Pour chacune des trois affirmations suivantes, indiquez s'il vous plaît si elle concorde avec l'extrait sur l'islamisation de la société canadienne, en répondant par oui ou non et en citant mot pour mot les termes du texte qui tranchent.
1. Selon l'extrait, moins d'un Canadien sur dix est de confession musulmane.
2. L'extrait affirme qu'être arabe implique nécessairement être musulman.
3. Xavier Ternisien a adopté une mise en perspective géographique.

■ EXTRAIT DU TEXTE ■
---*---
Michel C. Auger, Serment à visage couvert: un canon pour un niqab, ICI Radio-Canada, 20 septembre 2015
Il n’en fallait pas plus pour que la majorité de l’opinion publique réagisse vigoureusement contre l’islamisation de la société canadienne, et avec sa cohorte de commentaires à peine voilés de xénophobie et de racisme.
Intégrisme, fondamentalisme, radicalisme, islamisme, féminisme. Ces ismes de l’intolérance et de l’incompréhension
Cette décision est-elle la preuve d’une islamisation de la société canadienne?
Non. Les données recueillies montrent que moins d’un canadien sur dix est de confession musulmane. Selon Statistique Canada:
Non. L’immigration de culture arabo-maghrébine, perse, pakistanaise (etc.), ne permet pas de juger quantitativement et qualitativement d’un progrès de l’islamisme au Canada. Premièrement, du fait qu’être arabe n’implique pas nécessairement être musulman. Deuxièmement, être musulman ne signifie que l’on soit naturellement extrémiste ou intégriste. Troisièmement, un musulman n’est pas obligatoirement un agent (très) actif du prosélytisme (religieux).
Un autre point est l’arsenal juridique canadien en matière d’incitation à la haine, au discours de l’intolérance, de lutte contre le terrorisme. Sa solidité, sa force, sa fermeté et sa capacité à protéger nos valeurs communes ne sait pas (encore) fait démentir. Et rien ne semble présager d’un changement.
Intégrisme et fondamentalisme ?
Ces deux mots renvoient dans l’imagerie populaire à de grands barbus, un peu primitifs, véhiculant un message d’inhumanité majoritairement anti-occidental. A des musulmans priant dans la rue, aux scandales halal, à des exécutions d’une barbarie innommable. A des femmes voilées, inférieures, esclaves. A un discours rétrograde sorti tout droit des temps moyenâgeux.
Depuis le 11 septembre et la chute des Twin Towers, ils ont recouvert une connotation mondiale d’une négativité telle que même le meilleur et le plus doué des communicateurs n’arriverait à la modifier.
Mais au fait c’est quoi l’intégrisme et le fondamentalisme?
Xavier Ternisien – après les attentats de New-York – s’est efforcé à défricher le fouillis sémantique, les errements langagiers et les approximations politico-idéologiques, en adoptant une mise en perspective historique. Cet effort aussi bien louable que nécessaire bien qu’il date reste d’une actualité prenante.
---*---
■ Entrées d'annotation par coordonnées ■
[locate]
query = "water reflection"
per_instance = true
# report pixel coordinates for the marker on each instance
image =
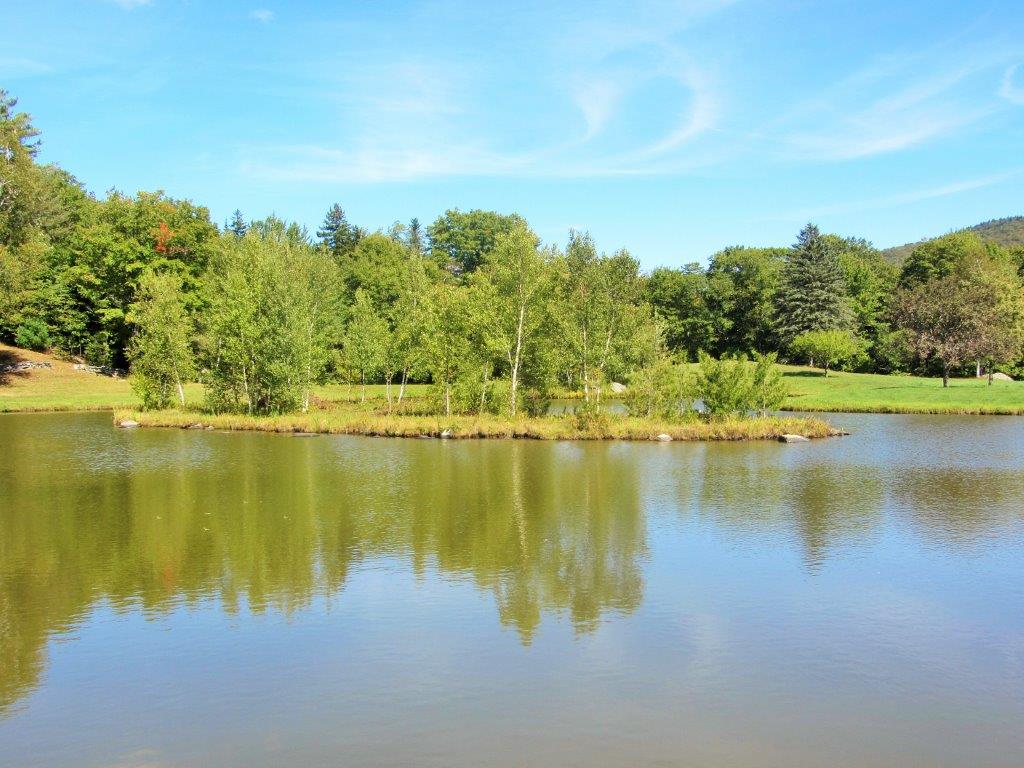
(153, 520)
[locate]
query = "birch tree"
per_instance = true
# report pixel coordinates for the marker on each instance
(519, 279)
(160, 350)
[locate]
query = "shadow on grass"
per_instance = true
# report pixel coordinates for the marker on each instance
(8, 358)
(805, 374)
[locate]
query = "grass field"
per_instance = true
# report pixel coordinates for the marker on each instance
(809, 390)
(353, 419)
(62, 388)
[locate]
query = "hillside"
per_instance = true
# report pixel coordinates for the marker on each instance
(48, 383)
(1008, 232)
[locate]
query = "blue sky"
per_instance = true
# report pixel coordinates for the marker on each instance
(672, 128)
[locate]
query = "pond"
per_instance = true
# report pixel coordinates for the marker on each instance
(183, 598)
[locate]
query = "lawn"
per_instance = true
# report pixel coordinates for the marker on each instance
(64, 388)
(809, 390)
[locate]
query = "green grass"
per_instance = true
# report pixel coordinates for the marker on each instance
(809, 390)
(62, 388)
(366, 421)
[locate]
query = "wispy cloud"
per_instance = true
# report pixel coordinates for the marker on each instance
(1012, 87)
(895, 103)
(901, 199)
(413, 120)
(11, 68)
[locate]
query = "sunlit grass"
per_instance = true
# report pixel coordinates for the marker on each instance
(809, 390)
(354, 420)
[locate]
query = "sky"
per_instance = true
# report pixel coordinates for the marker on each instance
(672, 128)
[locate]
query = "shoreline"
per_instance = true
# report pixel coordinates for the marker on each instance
(471, 427)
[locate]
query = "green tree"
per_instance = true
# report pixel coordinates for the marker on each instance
(365, 345)
(160, 351)
(813, 294)
(449, 353)
(600, 307)
(336, 235)
(461, 241)
(742, 284)
(237, 225)
(517, 283)
(269, 321)
(681, 298)
(415, 236)
(827, 348)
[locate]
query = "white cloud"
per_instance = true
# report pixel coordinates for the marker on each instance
(901, 199)
(896, 102)
(1012, 87)
(437, 117)
(11, 68)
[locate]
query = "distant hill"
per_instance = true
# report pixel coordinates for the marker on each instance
(1008, 231)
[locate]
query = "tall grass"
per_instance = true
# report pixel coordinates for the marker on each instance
(355, 421)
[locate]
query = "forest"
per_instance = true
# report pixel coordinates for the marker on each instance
(260, 309)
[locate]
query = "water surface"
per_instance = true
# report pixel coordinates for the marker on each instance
(182, 598)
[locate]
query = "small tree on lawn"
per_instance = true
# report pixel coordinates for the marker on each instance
(827, 348)
(365, 345)
(161, 351)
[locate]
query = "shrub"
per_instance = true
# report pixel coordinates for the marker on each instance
(827, 348)
(734, 385)
(663, 390)
(33, 334)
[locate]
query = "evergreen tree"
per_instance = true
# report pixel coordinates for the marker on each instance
(337, 235)
(813, 293)
(415, 236)
(161, 351)
(238, 224)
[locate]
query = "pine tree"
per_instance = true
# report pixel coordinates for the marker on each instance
(238, 224)
(337, 235)
(415, 236)
(813, 293)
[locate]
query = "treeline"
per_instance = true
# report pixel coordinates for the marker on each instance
(261, 310)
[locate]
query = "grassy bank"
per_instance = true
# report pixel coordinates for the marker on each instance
(358, 421)
(60, 387)
(809, 390)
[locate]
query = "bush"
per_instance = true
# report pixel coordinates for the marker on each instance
(97, 350)
(827, 348)
(33, 334)
(734, 385)
(663, 390)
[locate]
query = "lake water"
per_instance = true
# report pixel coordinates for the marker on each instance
(183, 598)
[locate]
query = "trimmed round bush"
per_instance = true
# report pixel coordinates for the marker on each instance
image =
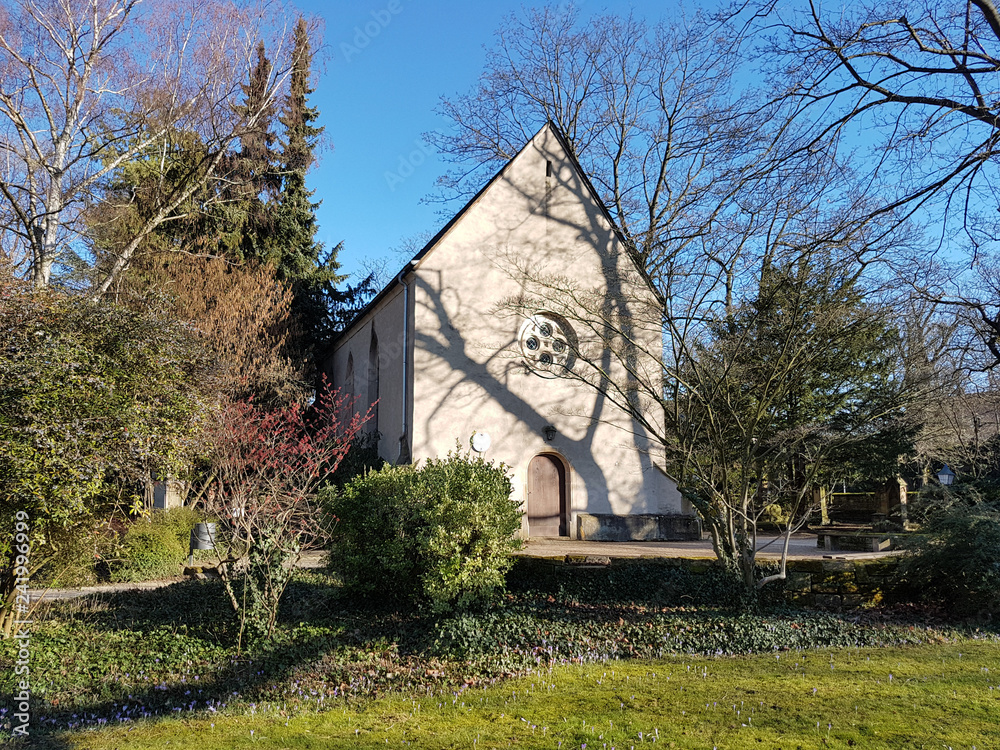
(439, 535)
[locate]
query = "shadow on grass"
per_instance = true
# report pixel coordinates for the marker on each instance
(319, 630)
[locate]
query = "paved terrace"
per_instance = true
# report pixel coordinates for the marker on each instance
(801, 547)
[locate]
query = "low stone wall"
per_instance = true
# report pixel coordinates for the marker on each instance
(835, 585)
(839, 584)
(604, 527)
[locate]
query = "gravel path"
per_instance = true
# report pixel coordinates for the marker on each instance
(802, 546)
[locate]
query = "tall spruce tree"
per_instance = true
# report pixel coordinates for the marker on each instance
(303, 262)
(255, 169)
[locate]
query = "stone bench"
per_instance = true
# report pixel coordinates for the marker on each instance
(853, 541)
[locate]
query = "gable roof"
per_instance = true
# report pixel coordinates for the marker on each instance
(412, 264)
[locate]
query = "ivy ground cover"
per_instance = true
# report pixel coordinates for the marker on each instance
(945, 695)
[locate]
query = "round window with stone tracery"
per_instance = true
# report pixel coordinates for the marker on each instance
(546, 342)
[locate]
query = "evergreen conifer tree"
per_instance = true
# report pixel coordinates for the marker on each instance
(303, 262)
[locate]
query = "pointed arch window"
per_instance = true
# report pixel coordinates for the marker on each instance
(349, 386)
(373, 384)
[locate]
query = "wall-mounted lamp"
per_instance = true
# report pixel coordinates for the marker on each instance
(946, 476)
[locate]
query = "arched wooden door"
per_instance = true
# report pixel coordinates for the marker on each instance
(546, 496)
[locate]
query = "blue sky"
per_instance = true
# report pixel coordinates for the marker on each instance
(386, 64)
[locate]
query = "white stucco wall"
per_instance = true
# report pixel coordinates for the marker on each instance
(468, 373)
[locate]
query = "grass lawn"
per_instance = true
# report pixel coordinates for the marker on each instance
(933, 696)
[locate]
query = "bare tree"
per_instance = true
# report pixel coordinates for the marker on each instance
(910, 90)
(87, 86)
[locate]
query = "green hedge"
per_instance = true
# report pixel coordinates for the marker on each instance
(155, 547)
(439, 535)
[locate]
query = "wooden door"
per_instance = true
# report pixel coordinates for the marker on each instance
(546, 497)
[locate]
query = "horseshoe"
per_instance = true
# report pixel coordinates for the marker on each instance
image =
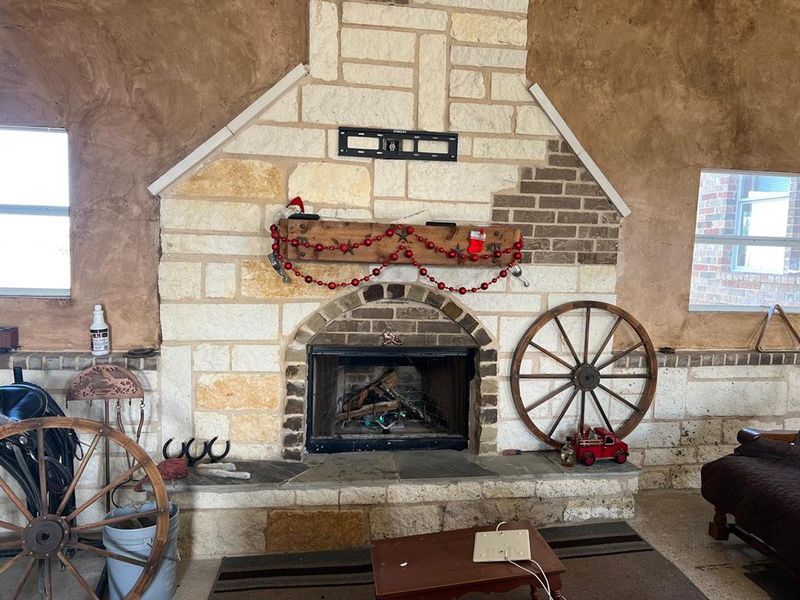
---*---
■ EN RÉPONSE ■
1. Oui : « moins d’un canadien sur dix est de confession musulmane ».
2. Non : « être arabe n’implique pas nécessairement être musulman ».
3. Non : « en adoptant une mise en perspective historique ».